OBJECTIVE: Output every line of the records below without any change, leaving out the pictures.

[Records from a pointing dataset]
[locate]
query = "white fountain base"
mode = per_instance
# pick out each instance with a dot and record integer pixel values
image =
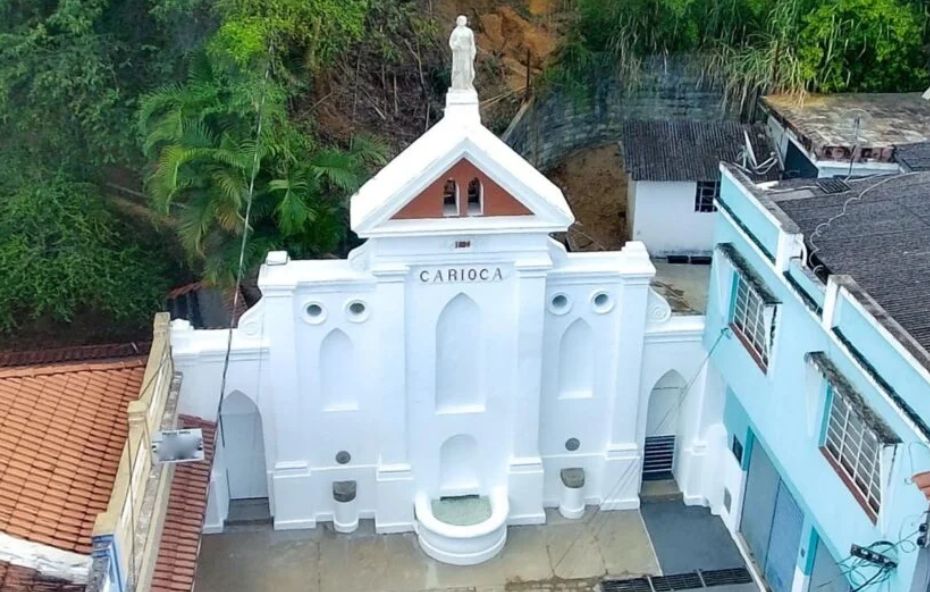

EXERCISE RESULT:
[locate]
query = "white fountain base"
mode = per_instance
# pick out each instance with a dot and record integer pixel values
image =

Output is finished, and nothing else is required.